**Supplied passage**

....

NUTC doesn't actually output a binary that's ready to run. It outputs MDIL, or Machine Dependent Intermediate Language. MDIL isn't a high-level language like MSIL. Instead, MDIL includes a given platform's assembly language with some additional tokens to avoid hard-coding certain addresses and pointers. These additional tokens create a looser coupling between NUTC and the .NET Native runtime. They are resolved in the next step through a process called 'binding'.
If you're interested in MDIL, check out this Channel 9 talk.
The binder converts MDIL into machine code that a given architecture (e.g. ARM, x64) can run. This tool resolves the MDIL instructions in the file and hard-codes them to the .NET Native runtime. For example, the binder connects object and array allocations in the applications to the garbage collector in the runtime. You can also think of this like linking a traditional C application.
The binder's final output is an optimized DLL that contains the app code. Of course, an app can't run from just a DLL. So, the binder also emits a small stub application to load the DLL and start the application's execution.
As you can see, the current .NET Native tool-chain is composed of a lot of parts. However, this has all been done to move logic and complexity from the runtime and into the tool-chain. This means that applications start faster, are simpler, and can be better optimized.
In the coming weeks, we'll have additional blog posts to explore various parts of the tool-chain.
Any chance you can expand on the role of cloud compilation done in the two stores (Windows & Windows Phone) ... Exactly their role in the toolchain ?!
Interesting article! It was cool to learn more about how this works under the hood. One thing you didn't cover though: Why does the binder emit both an EXE and DLL? What purpose does the stub serve that prevents the app code from being in a single EXE?
How does this handle apps using dynamic methods or linq expression runtime compilation, and loading assemblies at runtime? I guess there is still *some* dependency on the Framework proper for these corner cases?
Great post! Can't wait to see where .NET Native will go.
@Xy: I think LINQ is already compiled in MSIL (transformed as foreach) and the dynamic keyword type can be determined from static analysis (all possible path that leads to the dynamic variable assignation). But I would also be interested to know the official answer.
It is one of the things that seemed impossible to have at .NET land. But here it is!! Thank you for your great work. The commitment to .NET really means a lot to us who make a living from using it!
I really like the .NET native project and hope it succeeds!

....

**Dataset content**
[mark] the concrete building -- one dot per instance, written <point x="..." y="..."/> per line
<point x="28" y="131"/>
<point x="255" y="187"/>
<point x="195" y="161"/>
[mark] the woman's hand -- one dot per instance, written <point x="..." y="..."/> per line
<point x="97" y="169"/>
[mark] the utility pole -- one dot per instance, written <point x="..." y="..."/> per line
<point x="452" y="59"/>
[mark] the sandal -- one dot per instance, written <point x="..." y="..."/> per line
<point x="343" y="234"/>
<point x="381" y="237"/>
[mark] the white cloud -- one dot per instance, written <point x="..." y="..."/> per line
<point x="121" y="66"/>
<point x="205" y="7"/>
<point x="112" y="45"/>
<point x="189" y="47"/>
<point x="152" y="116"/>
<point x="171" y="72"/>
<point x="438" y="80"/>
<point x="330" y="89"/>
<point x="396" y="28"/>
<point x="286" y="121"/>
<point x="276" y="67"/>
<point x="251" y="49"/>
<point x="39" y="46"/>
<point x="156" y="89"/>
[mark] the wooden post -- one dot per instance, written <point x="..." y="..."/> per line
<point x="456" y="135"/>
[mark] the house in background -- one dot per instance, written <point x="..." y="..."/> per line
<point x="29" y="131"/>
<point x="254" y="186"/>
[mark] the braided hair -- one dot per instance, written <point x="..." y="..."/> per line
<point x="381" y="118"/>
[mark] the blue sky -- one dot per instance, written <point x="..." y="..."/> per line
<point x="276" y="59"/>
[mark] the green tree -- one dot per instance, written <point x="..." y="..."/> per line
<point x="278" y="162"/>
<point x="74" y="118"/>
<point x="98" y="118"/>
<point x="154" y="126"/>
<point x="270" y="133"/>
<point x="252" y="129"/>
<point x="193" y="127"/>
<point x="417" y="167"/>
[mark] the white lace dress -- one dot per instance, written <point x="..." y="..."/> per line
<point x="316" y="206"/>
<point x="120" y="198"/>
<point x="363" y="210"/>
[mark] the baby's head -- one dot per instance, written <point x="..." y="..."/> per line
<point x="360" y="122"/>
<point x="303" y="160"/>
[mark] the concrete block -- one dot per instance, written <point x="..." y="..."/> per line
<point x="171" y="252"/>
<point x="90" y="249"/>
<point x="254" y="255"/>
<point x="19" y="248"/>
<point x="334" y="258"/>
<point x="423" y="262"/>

....

**Problems to solve**
1/ Translate into Spanish the following sentence from the passage on the .NET Native tool-chain: "The binder's final output is an optimized DLL that contains the app code."
2/ Write what comes next in the passage on the .NET Native tool-chain, picking up after its final sentence.

**Results of the tasks**
1/ El resultado final del enlazador es una DLL optimizada que contiene el código de la aplicación.

2/
I have a couple of concerns though when reading this article. You mention that all dependant DLLs are merged into the EXE. So if I have 50 MB of 3rd party .NET components and dependant assemblies, are these all merged into one big 50+ MB executable? And is that really faster for startup? Isn't it possible to keep dependant assemblies as separate files?
> Analyzing data bindings in XAML documents
Does that work reliably? What if the analayzer fails to associate an XAML binding with a property of an object that is only used within XAML? Will it remove that unnecessary property and then fail at runtime?
@LiquidBoy - there's some more information as to how compile in the cloud works on the phone here: channel9.msdn.com/.../Mani-Ramaswamy-and-Peter-Sollich-Inside-Compiler-in-the-Cloud-and-MDIL
@Cory/Vincent - LINQ expression trees are handled via an expression tree interpreter. Interestingly enough, we found that for some reasonably large number of invocations, the interpreter beats out JITing a dynamic method since you don't wind up paying the overhead of compilation at runtime. The dynamic keyword works by keeping around enough reflection information to be able to invoke back into your application at runtime. By default, Visual Studio emits a file (rd.xml) which tells the .NET Native tool chain to make your application code reflectable at runtime. You can certainly tune these settings, at which point you'll need to be careful to make sure to enable reflection invocation on types that will use dynamic invocation at runtime.
@flöle - we do merge everything together at build time, however we also do tree shaking which means that code that is not used at runtime is thrown out of the final image. Due to this, we've found that either (a) you need the full 50MB of dependent code and therefore your package is larger due to your application being large or (b) you don't need most of that code, so your application doesn't include it. This isn't to say that we'll never have a story for having multiple files at runtime - that's one of those items which we will tune as we continue to develop .NET Native.
Note that for startup costs, you don't need to page the full executable into memory - it does need to have address space reserved, but the binary itself only has to have the pages which are used at startup loaded in. So, sufficiently clever binary layout can help to reduce startup cost over having to read multiple modules.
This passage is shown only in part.